* Exercise requirements:
• 1. From the article on virtual meetings, write out the passage between "2. low-quality meeting" and "with no meetings)", inclusive.
• 2. According to the article on virtual meetings, by what percentage did the number of meetings grow between June 2020 and December 2021?
• 3. Pick up the article on virtual meetings after its final line and continue writing it.

==== Page extract

Are Virtual Meetings Low Quality Meetings?

As more and more of our meetings moved online during the pandemic, there has been an understandable desire to understand just how effective they were. A recent survey from Cambridge Judge Business and School and the Vitality Research Institute found that online meetings really haven’t been all that effective.

The study, which was based on over 1,000 workers from the Vitality financial services group, found that the number of meetings grew by 7.4% between June 2020 and December 2021. This time spent in meetings is not time well spent, however, as the study found that the meetings are typically of low quality.

Low-quality meetings

Such meetings are defined in a number of ways. For instance, participants could be multitasking throughout it, or they could double-book them with other meetings or tasks. They might even have participants with overly similar roles, which increases duplication.

“Low-quality meetings often translate into less productivity and high levels of multitasking can increase stress,” the researchers explain.

The findings emerged after data was automatically collected via Microsoft’s Workplace Analytics tool. This data was then augmented by weekly surveys sent out to participants.

The researchers identified five key behaviors that they believed had the biggest impact on both our productivity at work and also our wellbeing:

  1. collaboration hours (meetings, calls, dealing with emails)
  2. low-quality meeting hours
  3. multitasking hours during meetings (including sending emails)
  4. “focus” hours (blocks of at least two hours with no meetings)
  5. workweek span (number of hours worked per week).

========
==== Data provided

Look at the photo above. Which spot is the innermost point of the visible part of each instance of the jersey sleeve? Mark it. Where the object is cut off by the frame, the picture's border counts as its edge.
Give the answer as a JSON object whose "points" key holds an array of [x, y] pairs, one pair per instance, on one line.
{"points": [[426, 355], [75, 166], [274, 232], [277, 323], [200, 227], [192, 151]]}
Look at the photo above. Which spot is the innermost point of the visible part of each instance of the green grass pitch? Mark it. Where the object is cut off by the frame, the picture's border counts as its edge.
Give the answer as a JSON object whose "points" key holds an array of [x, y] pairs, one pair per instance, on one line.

========

* Answer section:
• 1.
2. low-quality meeting hours
  3. multitasking hours during meetings (including sending emails)
  4. “focus” hours (blocks of at least two hours with no meetings)

• 2. 7.4%

• 3.
The work capacity of participants was captured according to their work energy, their anxiety and stress levels, their general satisfaction, and their work-life balance.

Less bang for our buck

“The relationships emerging from the data are clear: working longer (a higher workweek span), less productively (more low-quality meetings), and in arguably a more stressful manner (higher levels of multitasking) is associated with universally worse outcomes including a decline in work-life balance and quality of work,” the authors explain.

“More after-hours work predominantly affects one’s sense of work engagement but has no real impact on work productivity and quality. Increased focus hours affect work outcomes but not work engagement.”

The authors reason that while our transition towards remote and hybrid working over the past two years has been beneficial for some of us, it has certainly not been for all. They urge managers not to adopt a uniform approach to the matter that requires everyone to behave in the same way, whether that’s all coming in, all working remotely, or a combination of the two.